-- start Text extract --
Read the text, write down 10 key words and make a summary of the text (7-10 sent), answer the following questions: 1) How many British people go to Oxbridge?
2) How long have women had the opportunity to enter Oxbridge?
3) What’s the difference between Oxbridge and Redbrick universities?
4) Where do people graduated from Oxbridge work?
TEXT:
For seven hundred years two universities dominated in British education, and today they dominate more then ever, with fame enhanced by their isolation, and their sheer hypnotic beauty. Like Dukes, Oxford and Cambridge preserve an antique way of life in the midst of the twentieth century. Oxford and Cambridge have always provided a large number of permanents secretaries (White-hall civil servants), members of Parliament, and of the vice-chancellors of the universities. The students of Oxbridge make up, from the outside, at least, one of the most elite in the world. Less than one per cent of Britain's population goes to Oxbridge but, once there, industry and government woo them. AB.A. (Oxford) or BA (Cambridge) is quite different from an ordinary BA.
Oxbridge is only in session half the year, and the universities adjourn for four months in the summer - a relic from medieval times, when scholars had to bring in the harvest.
Slowly the population of Oxford and Cambridge has been changing. In the nineteenth century it was a mixture of some boys who were poor and clever, and others who were rich and idle. Only since in 1870s women have been admitted, and the women's colleges constitute only 12 per cent of the Oxbridge population, so that competition to reach them is fierce: at St Anne's, Oxford, only a small per cent of the candidates are chosen - mainly on the results of the written examinations.
-- end Text extract --
**Goal 1:**
How many lines in the rows below contain the word "grass"? Case counts, and the reply should be the number alone.
-- start Data lines --
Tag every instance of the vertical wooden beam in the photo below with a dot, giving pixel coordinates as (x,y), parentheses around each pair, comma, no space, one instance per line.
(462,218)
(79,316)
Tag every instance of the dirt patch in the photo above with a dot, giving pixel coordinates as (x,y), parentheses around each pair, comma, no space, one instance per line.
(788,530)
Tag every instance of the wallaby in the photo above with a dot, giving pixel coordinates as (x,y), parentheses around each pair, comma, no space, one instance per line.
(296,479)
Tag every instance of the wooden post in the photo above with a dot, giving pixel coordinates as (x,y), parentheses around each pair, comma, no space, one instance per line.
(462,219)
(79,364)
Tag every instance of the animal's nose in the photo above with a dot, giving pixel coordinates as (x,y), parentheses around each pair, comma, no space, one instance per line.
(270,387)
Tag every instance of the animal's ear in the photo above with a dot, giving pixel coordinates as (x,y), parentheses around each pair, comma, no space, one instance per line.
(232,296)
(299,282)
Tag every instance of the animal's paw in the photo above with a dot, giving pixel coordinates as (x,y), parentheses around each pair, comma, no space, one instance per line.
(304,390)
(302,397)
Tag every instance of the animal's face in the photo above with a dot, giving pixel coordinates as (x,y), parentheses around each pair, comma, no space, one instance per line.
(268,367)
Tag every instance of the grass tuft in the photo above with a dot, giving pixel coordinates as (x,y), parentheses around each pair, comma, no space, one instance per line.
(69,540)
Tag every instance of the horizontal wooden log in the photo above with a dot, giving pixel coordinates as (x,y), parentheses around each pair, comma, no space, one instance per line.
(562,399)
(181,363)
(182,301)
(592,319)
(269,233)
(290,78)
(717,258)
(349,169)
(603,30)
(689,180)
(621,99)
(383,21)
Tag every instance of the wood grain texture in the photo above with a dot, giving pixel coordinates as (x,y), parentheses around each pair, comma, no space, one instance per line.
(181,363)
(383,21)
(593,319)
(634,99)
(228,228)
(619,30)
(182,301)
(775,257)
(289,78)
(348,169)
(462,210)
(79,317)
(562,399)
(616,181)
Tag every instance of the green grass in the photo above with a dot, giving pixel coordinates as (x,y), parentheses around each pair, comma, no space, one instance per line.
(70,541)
-- end Data lines --
-- start Data lines --
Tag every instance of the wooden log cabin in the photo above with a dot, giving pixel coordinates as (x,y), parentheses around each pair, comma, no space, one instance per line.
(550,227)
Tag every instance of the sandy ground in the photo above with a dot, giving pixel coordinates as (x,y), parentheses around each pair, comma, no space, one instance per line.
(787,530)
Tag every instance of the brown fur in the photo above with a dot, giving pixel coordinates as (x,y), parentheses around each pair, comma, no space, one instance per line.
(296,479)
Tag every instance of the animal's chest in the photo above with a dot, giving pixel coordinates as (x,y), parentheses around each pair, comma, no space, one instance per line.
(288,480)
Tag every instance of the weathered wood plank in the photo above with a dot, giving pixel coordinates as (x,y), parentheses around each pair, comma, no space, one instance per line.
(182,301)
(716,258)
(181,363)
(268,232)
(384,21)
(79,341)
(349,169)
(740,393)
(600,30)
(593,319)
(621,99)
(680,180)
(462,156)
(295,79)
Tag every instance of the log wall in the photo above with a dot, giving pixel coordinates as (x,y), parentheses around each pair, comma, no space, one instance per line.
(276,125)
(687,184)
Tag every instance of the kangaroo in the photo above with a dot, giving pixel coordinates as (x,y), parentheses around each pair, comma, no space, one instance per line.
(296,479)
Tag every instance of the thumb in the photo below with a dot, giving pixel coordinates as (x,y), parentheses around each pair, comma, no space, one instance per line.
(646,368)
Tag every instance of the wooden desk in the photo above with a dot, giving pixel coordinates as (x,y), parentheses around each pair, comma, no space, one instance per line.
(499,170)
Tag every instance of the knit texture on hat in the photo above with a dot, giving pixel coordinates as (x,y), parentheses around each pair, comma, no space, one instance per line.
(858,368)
-- end Data lines --
**Goal 2:**
Which lengths of time does the Oxbridge text state?

**Task solution 1:**
2

**Task solution 2:**
- seven hundred years
- half the year
- four months